Your goal
Tally the lines in the entries below that contain the word "pants". Give only the number.

Rows of an object pointing dataset:

────────────────────

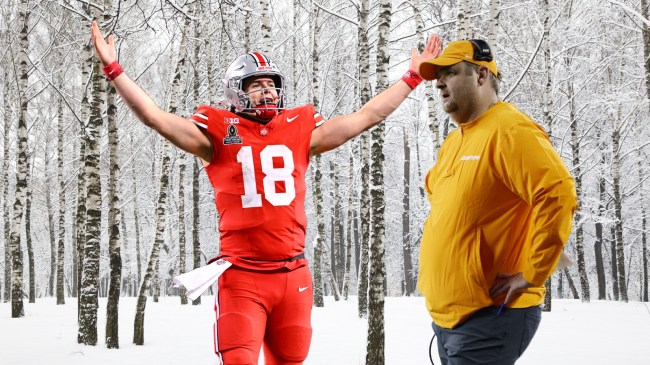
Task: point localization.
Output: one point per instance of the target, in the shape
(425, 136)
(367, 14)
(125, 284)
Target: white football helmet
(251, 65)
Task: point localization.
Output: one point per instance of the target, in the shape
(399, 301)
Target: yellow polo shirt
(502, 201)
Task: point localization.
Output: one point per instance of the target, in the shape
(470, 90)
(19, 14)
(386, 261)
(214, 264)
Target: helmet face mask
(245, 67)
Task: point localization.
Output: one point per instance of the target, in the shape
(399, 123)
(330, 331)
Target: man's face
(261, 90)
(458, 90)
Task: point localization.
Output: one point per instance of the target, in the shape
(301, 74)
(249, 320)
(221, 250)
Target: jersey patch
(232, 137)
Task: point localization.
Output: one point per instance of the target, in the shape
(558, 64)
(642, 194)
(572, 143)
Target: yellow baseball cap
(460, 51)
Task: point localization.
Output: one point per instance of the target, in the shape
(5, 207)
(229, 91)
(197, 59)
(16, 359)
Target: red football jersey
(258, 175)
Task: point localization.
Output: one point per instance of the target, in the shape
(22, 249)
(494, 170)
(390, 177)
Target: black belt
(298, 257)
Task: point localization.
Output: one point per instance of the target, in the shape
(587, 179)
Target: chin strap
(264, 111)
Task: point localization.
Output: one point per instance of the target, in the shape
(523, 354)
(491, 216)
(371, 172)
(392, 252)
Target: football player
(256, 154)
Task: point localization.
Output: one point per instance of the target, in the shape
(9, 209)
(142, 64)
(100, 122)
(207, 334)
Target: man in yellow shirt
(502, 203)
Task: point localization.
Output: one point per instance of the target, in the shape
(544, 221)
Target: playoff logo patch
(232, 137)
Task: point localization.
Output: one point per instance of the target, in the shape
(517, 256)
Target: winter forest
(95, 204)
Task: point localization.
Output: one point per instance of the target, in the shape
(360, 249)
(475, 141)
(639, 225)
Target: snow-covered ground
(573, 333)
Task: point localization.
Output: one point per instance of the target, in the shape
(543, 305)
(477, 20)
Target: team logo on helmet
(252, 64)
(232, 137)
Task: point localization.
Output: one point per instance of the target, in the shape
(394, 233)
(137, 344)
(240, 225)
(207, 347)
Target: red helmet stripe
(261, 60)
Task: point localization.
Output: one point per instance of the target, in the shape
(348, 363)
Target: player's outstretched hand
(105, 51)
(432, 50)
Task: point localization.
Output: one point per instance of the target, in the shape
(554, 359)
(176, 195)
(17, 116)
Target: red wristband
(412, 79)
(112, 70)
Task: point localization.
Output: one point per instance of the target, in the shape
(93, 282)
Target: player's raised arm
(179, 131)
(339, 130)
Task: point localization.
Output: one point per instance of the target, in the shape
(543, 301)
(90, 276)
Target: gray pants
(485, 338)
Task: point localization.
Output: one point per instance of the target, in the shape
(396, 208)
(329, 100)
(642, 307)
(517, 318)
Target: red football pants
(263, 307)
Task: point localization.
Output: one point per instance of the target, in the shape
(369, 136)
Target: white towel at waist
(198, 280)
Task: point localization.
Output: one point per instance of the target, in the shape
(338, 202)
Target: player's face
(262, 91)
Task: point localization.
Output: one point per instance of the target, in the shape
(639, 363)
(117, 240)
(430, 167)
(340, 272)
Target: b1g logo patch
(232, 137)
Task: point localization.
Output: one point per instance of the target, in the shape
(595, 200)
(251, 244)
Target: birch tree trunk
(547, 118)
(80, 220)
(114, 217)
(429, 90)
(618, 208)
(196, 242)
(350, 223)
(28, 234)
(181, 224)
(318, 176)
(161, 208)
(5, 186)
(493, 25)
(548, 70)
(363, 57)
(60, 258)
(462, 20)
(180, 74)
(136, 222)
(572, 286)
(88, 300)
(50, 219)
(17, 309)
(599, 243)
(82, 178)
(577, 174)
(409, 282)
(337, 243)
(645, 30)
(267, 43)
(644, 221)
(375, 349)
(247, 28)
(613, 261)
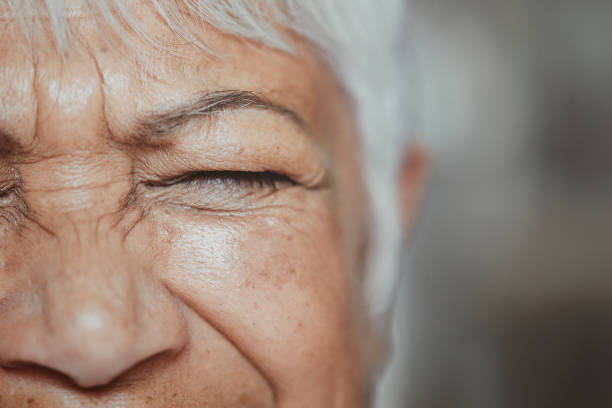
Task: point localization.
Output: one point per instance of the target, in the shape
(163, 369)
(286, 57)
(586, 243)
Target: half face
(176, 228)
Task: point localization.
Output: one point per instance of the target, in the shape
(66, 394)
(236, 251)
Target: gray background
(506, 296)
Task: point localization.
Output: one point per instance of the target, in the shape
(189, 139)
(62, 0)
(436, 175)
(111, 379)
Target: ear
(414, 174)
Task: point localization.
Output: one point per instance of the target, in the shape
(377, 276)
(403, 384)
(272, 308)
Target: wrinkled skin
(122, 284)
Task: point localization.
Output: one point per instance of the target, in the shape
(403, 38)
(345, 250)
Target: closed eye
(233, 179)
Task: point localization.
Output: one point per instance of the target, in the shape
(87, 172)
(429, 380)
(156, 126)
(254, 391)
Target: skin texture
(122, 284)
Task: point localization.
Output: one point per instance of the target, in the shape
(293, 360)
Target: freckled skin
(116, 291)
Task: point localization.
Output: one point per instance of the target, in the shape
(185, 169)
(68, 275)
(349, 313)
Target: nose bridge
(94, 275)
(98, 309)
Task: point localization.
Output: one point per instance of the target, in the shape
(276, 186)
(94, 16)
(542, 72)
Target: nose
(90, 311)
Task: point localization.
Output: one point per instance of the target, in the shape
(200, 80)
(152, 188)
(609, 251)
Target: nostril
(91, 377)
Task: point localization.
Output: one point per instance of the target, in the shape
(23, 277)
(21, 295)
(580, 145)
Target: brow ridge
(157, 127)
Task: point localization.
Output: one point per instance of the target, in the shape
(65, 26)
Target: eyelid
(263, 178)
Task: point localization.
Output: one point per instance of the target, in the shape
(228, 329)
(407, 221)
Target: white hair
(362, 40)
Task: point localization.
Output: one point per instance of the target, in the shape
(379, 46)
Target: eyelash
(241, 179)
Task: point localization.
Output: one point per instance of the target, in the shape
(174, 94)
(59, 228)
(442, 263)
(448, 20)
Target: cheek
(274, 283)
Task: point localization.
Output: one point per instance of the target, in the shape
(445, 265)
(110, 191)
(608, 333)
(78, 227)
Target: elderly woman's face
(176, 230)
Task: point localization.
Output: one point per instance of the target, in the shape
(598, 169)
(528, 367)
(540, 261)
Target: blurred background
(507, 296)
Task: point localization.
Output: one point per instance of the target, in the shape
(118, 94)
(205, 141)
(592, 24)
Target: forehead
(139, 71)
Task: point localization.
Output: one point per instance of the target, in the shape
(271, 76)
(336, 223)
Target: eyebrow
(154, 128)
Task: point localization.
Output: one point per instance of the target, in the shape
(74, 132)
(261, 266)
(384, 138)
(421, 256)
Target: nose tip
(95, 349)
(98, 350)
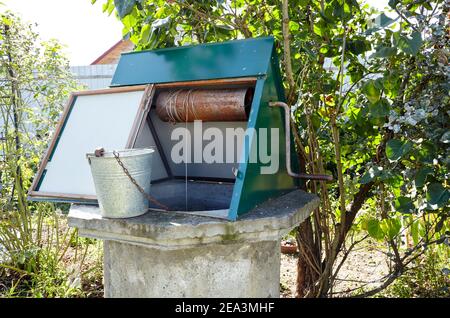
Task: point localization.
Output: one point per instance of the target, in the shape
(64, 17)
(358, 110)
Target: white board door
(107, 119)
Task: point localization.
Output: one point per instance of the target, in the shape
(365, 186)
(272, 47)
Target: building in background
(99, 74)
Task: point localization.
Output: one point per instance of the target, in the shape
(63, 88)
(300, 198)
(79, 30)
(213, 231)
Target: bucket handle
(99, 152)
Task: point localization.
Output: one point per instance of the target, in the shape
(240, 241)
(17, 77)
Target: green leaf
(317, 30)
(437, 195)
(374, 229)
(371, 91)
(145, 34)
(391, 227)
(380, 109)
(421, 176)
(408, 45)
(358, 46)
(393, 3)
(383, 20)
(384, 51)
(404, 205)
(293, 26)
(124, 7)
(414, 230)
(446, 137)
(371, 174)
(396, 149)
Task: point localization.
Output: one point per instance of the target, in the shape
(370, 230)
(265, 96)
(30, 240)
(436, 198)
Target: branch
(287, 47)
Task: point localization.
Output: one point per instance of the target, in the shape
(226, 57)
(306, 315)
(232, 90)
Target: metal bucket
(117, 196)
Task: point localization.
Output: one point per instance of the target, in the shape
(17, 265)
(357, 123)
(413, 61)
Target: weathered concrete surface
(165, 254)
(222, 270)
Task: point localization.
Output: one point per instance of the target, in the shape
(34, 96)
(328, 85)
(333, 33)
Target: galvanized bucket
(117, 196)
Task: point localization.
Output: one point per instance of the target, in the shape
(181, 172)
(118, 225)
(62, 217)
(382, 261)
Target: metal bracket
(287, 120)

────────────────────

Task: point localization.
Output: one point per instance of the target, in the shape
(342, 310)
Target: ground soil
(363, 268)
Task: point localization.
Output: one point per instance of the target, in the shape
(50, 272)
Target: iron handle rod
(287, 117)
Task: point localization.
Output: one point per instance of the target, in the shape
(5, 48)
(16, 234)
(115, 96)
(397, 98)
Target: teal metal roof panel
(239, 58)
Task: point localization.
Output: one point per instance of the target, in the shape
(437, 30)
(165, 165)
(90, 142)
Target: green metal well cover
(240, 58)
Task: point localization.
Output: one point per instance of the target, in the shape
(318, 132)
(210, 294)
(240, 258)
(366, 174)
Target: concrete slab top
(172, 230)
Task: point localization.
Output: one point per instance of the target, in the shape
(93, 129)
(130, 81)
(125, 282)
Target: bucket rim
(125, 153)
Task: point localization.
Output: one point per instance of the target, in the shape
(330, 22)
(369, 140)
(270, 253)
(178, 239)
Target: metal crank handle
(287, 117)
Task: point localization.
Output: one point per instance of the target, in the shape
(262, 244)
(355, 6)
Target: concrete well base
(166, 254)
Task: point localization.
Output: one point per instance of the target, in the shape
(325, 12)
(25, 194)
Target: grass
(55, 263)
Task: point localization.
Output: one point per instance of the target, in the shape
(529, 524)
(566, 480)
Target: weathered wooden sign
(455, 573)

────────────────────

The output
2